TASK INSTRUCTIONS:
(a) Summarize the text about Skift's favorite stories in two sentences.
(b) According to the text about Skift's favorite stories, the collected stories are the result of hours of which kinds of work? List each one.
(c) In the text about Skift's favorite stories, what title is given for Andrew Sheivachman?

DOCUMENT SEGMENT:
"""
Skift Take

Find out how Skift picks, creates, and polishes its stories with our team's own greatest hits list. Here's hoping you enjoy reading these stories as much as we liked reporting and writing them.

We recently published “25 Travel Moments That Mattered in 2018,” which highlights some of the outstanding work Skift’s team of editors and reporters did this past year. And as always they delivered great insights. As an added bonus for you, we asked those same journalists to give us their favorite stories from the previous year. Of course, asking a reporter to identify a favorite story is akin to asking a parent to name a favorite child, but we managed to extract a list from our team. We hope you find it informative as they tell us how the stories came to be, and why they are proud of the work. I am. What you’ll read below is the result of hours upon hours of hardcore reporting, analysis, and thoughtful writing. These are the smartest voices on global travel in the business. We hope you find that our favorites are yours, too.

Andrew Sheivachman, Senior Editor

The Backstory: Distribution in travel is one of the least sexy but most important subjects that we cover here at Skift. The sector is dominated by online booking sites that are preferred by consumers and the big three global distribution system companies that stitch together the backend of most hotel and air ticket sales; tours and activities, though, aren’t as extremely online as the aforementioned sectors.
"""
(Text-to-region grounding data)
"""
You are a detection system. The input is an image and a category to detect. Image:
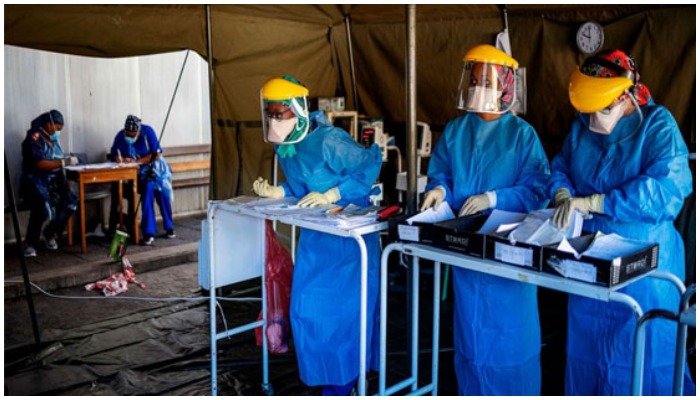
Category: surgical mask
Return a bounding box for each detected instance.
[588,101,627,135]
[267,117,297,143]
[467,86,501,112]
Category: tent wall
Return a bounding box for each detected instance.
[5,5,695,203]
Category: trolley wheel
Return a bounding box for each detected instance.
[262,383,275,396]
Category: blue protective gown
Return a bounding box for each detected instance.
[20,128,78,246]
[275,111,382,386]
[549,102,695,396]
[111,124,173,236]
[427,113,549,396]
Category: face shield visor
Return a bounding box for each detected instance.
[457,62,518,114]
[260,78,310,144]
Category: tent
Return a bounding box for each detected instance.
[5,5,695,199]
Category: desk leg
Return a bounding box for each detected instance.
[66,215,73,247]
[79,179,87,254]
[131,178,141,244]
[117,181,123,228]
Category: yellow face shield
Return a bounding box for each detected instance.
[569,68,634,114]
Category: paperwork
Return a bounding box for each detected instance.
[66,162,141,171]
[508,208,583,246]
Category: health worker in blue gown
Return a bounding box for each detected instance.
[109,115,175,246]
[253,76,382,395]
[421,45,549,396]
[20,110,78,257]
[548,50,695,396]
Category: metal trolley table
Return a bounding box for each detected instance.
[202,199,387,395]
[379,243,685,396]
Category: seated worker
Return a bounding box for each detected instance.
[109,115,175,246]
[253,76,382,396]
[20,110,78,257]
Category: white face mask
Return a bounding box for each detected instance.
[588,101,627,135]
[267,117,297,143]
[467,86,501,112]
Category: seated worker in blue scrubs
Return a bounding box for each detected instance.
[109,115,175,246]
[422,45,549,396]
[253,76,382,396]
[549,50,695,396]
[20,110,78,257]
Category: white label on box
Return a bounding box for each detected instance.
[494,242,532,267]
[399,225,420,242]
[561,260,596,283]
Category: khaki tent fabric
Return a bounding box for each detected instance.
[5,5,696,199]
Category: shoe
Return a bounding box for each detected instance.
[44,236,58,250]
[24,244,36,257]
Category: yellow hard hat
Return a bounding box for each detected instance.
[463,44,518,69]
[260,78,309,101]
[569,68,634,114]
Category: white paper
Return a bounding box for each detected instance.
[494,242,532,267]
[479,210,526,234]
[406,201,455,224]
[508,208,583,246]
[66,162,141,171]
[557,238,581,259]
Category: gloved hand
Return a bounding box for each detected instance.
[553,193,605,229]
[297,187,340,207]
[459,193,491,217]
[253,177,284,199]
[420,186,445,211]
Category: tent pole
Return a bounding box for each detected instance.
[345,14,360,112]
[406,4,418,213]
[204,4,217,198]
[5,151,41,350]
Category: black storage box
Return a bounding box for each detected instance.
[387,214,435,245]
[484,231,542,271]
[542,234,659,287]
[433,214,489,258]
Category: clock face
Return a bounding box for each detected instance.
[576,22,603,54]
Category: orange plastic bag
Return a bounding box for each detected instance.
[255,221,294,354]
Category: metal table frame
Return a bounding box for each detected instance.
[207,201,387,396]
[379,243,685,396]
"""
SOLUTIONS TO THE TASKS:
(a) Skift asked the editors and reporters behind its recently published "25 Travel Moments That Mattered in 2018" to name their favorite stories from the previous year and to explain how those stories came to be and why they are proud of them. The first entry, from Senior Editor Andrew Sheivachman, begins with a backstory on travel distribution, a sector dominated by online booking sites and the big three global distribution system companies.

(b)
- Hardcore reporting
- Analysis
- Thoughtful writing

(c) Senior Editor